**Exercise requirements:** Please return the lines below verbatim, beginning at the one that has "Place a point on the electrical" and stopping after the one that has "<point>221,285</point>", and add no other lines.

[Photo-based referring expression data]
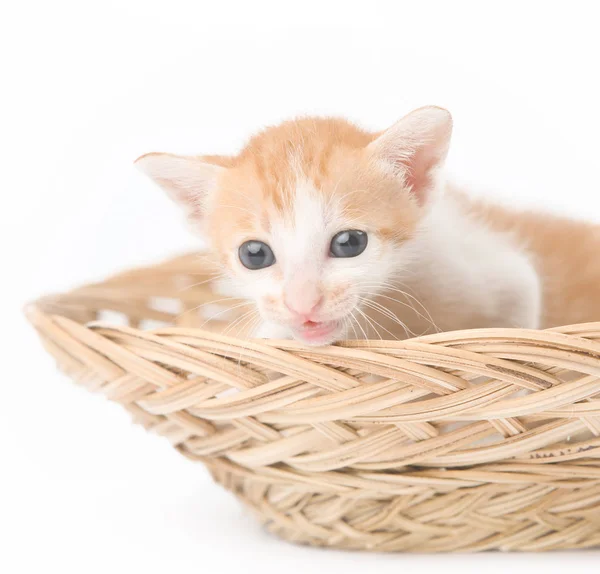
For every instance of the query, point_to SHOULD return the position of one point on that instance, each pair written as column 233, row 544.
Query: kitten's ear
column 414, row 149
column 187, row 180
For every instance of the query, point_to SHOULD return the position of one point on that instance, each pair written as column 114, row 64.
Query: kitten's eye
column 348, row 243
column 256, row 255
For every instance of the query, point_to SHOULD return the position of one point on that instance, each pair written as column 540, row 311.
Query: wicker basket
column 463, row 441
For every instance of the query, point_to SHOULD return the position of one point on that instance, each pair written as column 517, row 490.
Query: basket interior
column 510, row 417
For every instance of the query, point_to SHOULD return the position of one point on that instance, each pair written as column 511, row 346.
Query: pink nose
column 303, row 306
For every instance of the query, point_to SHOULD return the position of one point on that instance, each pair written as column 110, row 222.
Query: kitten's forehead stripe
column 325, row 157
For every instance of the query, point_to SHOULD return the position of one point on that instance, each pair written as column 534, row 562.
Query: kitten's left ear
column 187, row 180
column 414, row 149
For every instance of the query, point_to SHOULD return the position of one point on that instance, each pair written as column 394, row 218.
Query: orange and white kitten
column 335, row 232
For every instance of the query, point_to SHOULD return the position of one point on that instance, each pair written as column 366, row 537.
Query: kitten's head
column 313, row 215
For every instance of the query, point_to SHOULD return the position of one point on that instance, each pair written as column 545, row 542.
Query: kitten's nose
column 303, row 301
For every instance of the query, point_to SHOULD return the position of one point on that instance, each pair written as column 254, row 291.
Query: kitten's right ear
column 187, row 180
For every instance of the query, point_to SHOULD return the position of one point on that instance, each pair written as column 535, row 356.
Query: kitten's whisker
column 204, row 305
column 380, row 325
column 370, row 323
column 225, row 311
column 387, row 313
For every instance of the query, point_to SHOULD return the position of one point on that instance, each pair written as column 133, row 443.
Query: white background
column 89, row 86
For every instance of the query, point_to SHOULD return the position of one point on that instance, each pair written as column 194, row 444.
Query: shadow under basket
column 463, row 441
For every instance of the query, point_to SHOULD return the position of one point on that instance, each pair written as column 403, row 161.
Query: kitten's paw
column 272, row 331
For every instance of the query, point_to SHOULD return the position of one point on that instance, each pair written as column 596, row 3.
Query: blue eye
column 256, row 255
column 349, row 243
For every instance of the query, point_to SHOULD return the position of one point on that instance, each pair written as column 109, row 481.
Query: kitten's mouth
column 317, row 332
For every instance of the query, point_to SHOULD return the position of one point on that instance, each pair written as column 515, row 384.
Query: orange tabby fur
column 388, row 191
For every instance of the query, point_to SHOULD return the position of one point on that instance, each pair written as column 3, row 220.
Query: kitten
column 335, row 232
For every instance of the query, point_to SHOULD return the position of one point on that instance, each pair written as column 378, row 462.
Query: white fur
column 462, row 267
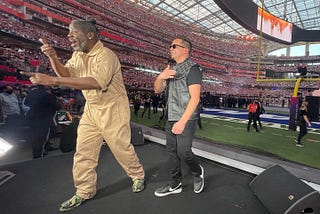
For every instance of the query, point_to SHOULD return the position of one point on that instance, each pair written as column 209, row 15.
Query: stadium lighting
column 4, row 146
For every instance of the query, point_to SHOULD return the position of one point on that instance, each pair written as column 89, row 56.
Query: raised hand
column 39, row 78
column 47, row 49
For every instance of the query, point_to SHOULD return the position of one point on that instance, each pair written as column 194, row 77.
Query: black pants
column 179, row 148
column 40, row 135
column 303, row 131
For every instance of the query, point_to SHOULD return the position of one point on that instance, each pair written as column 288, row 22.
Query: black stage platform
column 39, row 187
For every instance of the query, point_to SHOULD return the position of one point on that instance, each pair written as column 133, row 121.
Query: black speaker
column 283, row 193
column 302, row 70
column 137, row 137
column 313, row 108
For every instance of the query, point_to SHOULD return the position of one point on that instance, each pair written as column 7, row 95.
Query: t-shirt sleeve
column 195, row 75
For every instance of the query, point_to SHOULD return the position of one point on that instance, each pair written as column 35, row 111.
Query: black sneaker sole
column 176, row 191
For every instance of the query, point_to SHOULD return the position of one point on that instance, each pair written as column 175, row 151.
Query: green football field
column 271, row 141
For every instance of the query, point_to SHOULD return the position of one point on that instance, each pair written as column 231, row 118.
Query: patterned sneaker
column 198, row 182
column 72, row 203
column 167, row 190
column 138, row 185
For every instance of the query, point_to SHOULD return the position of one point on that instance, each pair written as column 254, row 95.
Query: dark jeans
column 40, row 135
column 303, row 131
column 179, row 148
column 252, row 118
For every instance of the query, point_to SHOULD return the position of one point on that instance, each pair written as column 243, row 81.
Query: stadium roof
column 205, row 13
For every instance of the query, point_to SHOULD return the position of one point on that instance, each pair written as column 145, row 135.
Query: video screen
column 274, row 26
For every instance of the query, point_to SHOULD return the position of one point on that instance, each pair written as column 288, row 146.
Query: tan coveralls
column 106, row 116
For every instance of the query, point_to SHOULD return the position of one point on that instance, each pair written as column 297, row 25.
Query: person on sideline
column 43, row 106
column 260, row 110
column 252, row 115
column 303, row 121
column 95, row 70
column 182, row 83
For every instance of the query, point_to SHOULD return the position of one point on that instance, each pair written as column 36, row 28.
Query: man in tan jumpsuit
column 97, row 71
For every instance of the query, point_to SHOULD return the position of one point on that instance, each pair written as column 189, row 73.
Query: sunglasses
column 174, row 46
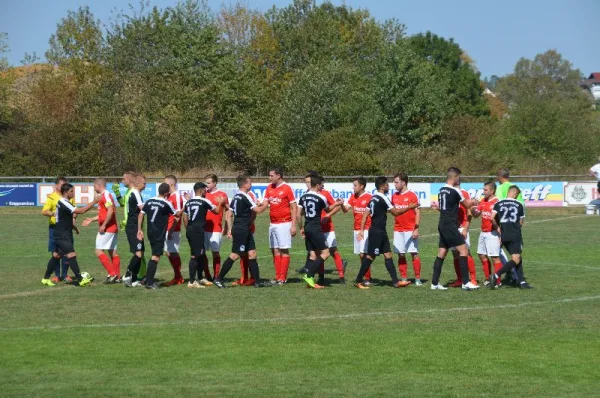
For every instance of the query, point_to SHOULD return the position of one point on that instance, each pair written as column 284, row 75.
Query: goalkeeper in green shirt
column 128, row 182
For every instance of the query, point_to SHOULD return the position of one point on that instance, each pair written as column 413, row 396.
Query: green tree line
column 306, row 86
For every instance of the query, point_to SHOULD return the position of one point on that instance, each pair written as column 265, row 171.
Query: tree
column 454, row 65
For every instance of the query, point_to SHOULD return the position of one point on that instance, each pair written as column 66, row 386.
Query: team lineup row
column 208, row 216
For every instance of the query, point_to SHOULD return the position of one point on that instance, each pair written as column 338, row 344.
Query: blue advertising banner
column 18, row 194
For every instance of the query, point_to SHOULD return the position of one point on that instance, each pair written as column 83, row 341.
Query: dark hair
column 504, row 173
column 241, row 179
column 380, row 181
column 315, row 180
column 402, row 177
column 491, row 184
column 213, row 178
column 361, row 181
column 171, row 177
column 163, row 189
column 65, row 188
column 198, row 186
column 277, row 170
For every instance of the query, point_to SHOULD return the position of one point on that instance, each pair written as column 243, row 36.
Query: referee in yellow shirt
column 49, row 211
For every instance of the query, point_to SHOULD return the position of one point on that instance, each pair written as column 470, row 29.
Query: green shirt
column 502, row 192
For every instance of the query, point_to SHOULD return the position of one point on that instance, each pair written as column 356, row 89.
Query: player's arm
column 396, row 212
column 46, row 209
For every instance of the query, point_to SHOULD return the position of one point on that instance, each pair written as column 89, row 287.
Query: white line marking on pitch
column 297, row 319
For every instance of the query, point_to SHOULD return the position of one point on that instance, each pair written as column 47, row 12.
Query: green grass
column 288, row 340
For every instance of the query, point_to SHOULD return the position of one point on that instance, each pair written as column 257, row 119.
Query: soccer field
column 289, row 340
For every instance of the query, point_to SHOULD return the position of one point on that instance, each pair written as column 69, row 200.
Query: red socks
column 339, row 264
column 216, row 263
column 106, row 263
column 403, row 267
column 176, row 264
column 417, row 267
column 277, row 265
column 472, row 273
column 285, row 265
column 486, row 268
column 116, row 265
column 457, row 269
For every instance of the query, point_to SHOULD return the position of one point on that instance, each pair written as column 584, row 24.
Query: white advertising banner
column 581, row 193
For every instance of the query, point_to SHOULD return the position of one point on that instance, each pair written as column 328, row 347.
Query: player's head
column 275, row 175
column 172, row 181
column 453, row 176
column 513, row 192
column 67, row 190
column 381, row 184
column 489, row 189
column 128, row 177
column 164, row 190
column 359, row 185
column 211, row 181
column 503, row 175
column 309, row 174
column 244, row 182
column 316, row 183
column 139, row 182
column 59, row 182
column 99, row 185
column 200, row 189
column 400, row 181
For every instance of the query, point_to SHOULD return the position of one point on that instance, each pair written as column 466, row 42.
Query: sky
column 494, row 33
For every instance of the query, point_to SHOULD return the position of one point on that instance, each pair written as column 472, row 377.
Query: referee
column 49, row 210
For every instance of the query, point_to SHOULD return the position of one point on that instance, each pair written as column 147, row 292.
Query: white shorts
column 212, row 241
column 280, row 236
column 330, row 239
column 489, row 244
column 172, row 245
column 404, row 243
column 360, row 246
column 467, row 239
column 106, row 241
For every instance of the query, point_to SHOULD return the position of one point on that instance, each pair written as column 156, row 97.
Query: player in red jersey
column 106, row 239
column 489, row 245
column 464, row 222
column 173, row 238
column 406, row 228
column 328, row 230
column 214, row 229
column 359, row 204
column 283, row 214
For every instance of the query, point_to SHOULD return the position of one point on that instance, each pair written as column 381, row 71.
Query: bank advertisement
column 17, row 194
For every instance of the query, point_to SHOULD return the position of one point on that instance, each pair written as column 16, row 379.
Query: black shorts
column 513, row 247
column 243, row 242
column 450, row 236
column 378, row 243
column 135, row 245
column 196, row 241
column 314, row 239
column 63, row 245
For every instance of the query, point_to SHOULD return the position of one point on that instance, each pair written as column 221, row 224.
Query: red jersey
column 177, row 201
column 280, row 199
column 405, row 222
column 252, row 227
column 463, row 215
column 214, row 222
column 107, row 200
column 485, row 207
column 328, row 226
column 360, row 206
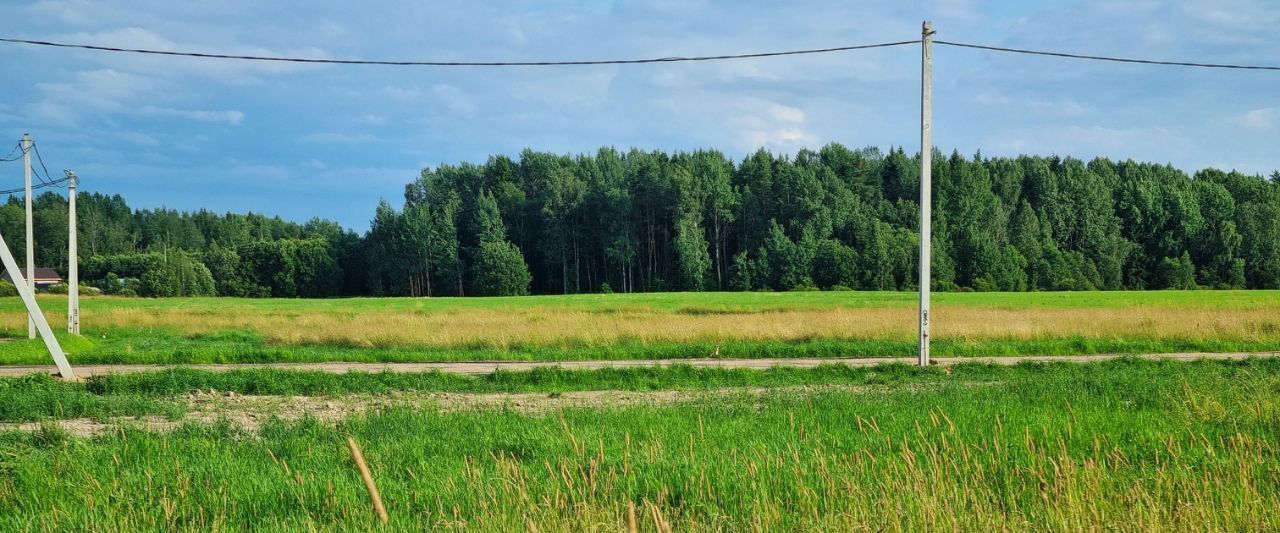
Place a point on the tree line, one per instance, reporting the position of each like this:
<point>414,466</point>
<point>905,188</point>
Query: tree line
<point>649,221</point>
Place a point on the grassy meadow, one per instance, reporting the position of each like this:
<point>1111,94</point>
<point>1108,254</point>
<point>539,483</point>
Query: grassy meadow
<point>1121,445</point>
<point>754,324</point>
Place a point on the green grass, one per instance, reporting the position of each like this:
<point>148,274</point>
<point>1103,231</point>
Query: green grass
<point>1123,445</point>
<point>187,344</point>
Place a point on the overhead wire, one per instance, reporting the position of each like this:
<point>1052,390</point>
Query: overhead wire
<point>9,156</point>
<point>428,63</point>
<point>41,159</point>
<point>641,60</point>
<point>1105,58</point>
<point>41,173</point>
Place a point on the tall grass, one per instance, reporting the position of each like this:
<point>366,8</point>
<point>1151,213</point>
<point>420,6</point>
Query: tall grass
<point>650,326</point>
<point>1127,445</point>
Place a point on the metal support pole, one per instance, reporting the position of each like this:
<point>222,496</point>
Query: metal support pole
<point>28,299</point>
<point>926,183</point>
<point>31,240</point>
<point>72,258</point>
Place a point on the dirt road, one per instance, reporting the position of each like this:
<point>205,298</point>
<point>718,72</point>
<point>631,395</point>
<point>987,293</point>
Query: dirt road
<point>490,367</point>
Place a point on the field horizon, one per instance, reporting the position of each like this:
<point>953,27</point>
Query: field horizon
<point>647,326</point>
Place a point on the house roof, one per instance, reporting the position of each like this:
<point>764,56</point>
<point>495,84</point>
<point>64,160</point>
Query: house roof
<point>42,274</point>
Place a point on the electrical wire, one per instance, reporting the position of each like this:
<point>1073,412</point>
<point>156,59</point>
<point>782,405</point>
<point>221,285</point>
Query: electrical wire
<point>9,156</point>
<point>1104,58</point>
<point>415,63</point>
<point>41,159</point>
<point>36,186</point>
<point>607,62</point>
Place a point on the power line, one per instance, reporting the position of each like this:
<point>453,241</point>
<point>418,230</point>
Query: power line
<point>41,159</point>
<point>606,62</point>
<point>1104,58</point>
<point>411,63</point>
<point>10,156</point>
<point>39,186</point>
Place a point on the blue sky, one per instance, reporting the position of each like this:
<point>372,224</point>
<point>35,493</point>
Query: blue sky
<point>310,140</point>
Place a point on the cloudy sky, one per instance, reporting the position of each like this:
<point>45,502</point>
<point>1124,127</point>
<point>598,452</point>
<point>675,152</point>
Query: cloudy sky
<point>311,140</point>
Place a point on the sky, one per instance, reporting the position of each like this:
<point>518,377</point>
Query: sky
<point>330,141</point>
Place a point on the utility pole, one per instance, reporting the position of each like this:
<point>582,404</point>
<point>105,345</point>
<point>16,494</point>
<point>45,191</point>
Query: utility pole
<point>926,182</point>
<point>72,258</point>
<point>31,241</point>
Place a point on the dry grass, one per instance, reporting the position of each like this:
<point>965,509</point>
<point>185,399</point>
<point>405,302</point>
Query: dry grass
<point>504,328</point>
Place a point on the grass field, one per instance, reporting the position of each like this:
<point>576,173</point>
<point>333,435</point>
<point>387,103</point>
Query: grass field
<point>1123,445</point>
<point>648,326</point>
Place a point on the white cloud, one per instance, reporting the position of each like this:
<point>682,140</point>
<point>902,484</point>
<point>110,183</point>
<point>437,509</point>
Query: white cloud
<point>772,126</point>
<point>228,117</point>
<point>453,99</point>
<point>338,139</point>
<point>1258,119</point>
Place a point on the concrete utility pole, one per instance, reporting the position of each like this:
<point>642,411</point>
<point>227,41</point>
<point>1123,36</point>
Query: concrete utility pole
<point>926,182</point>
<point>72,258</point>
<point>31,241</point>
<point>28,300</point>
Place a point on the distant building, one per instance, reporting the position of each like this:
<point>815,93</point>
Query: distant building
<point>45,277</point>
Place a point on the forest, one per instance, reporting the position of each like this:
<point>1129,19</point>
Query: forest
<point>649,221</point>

**Exercise solution:**
Place a point on the electrical wire, one per instance, reporting the position of each like this:
<point>1073,412</point>
<point>156,59</point>
<point>782,405</point>
<point>221,285</point>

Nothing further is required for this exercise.